* _Passage for review_
Can a crazy person prove they're sane? Can a sane person prove they're not crazy? Can a psychiatrist make a sane person crazy? How good are they at helping crazy people become sane. With Dr Naehring, a former Nazi on staff, are experiments from the days of Nazi experimentation part of Dr Crawley's new methods of treating the mentally ill? As the story line got further in depth, what was real, what was imagined, who is sane, who is crazy, what is really happening there at Shutter Island got convoluted. This is a thinking movie to try to follow and I have to admit that my brain hurt trying to keep track of everything and may need a second viewing to catch all the details put into story.

Some of the images are tough to look at between images of concentration camp captives and poor treatment of the 1950s mentally ill including slight nudity. This earned the movie an R rating for the two hour eighteen minute presentation. Heavily present in the movie is smoking; it seems to be in a number of movies lately. Even though tobacco is a legal product a disclaimer stating that they weren't paid to portray tobacco usage is tacked into the credits. Alcohol can be just as detrimental to a person's health and yet they don't put any disclaimers about alcohol products and byproducts disclaimers in the credits. I wonder how long it will be before that has to be put in there along with the no animals were harmed disclaimer.

Saturday, October 17, 2009

Movie Review: Law Abiding Citizen

This is one of the movies where "The Man" gets what's coming to him. What is justice, what is revenge, what is right and what is wrong are questions that come up and are explored in this 108 minute R rated movie.

The movie starts quickly. A dad is tinkering on something while his daughter does some arts and crafts with letter beads. The door bell rings and the wife tells the husband to get it. As soon as the dad (Gerard Butler) gets the door, he gets clunked on the head by a baseball bat. The two bad guys tie him up, stab him and tape his mouth shut with duct tape and then clunk the wife when she enters the room. The wife then gets raped as the husband observes. Their daughter enters the room where the one criminal says that kids like him. You know that is bad and no good is going to come of it.

* _Directions for this task_
Write the next part of the movie reviews above, continuing the Law Abiding Citizen review after its last sentence.

* _Source material_
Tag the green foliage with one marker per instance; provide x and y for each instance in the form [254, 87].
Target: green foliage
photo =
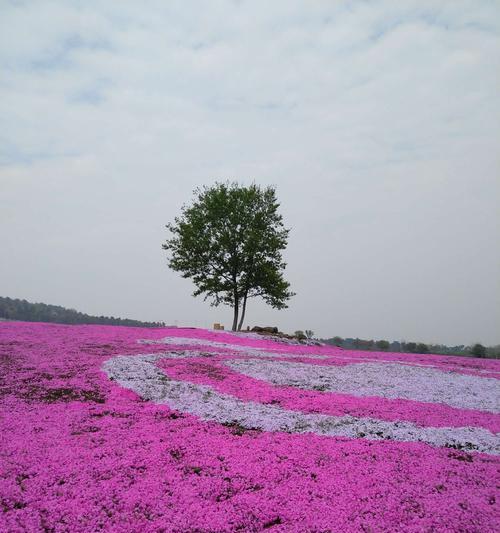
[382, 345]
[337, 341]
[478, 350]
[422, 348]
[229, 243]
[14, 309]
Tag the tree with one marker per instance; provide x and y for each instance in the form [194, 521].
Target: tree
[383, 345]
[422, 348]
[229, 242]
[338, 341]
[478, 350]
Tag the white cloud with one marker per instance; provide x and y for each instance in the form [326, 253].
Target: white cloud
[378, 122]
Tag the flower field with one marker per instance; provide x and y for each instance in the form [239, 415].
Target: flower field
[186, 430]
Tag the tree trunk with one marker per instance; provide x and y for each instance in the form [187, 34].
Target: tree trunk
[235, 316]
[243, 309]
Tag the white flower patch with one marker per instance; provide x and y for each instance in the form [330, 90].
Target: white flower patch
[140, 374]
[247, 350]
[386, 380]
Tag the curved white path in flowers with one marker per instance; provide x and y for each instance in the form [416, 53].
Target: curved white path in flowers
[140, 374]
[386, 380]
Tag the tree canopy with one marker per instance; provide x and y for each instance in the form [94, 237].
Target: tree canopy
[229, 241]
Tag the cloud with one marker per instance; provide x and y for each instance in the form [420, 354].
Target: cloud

* _Task answer_
They jump to the court, the badder of the two bad men turns a deal with the prosecuting attorney Nick (Jamie Foxx). Clyde, the husband, doesn't want the deal and wants to go to court but Nick, afraid that his conviction record might not stay intact decides the deal is better. Clyde wants to see justice for his wife and daughter but is told that it's not what you know, but what you can prove in a court of law. No consolation for a deeply grieving husband. Nick is seen by Clyde shaking hands with the criminal.

Jump forward 10 years. The execution of the second criminal goes wrong and dies in agony. The first criminal has bad things happen to him too. This causes the police to suspect Clyde. He is arrested and taken into custody where is appears that his main target is Nick. While Clyde is in custody people associated with the original trial are picked off one at a time in some both brutal and high tech manners. How could this be since Clyde is locked up? Who is helping him and how is he able to pull them off? That's where the majority time of the movie takes place.

It was tough to watch at times due to the brutality. At times is was tough to watch due to the attitude of the legal system. I think at one point in time or another we all get upset with the system and the way it works whether personally or watching what happens with other people in the news. Law Abiding Citizen looks at some of the emotions that happen on both sides of the issue.

The movie didn't break ground in any of the cinematography, special effects or anything like that. The plot was intriguing and kept my attention as several twists and turns were presented and I didn't look at my watch once during the movie. There are scenes of severe brutality and blood and should be left to adults. A good first run movie.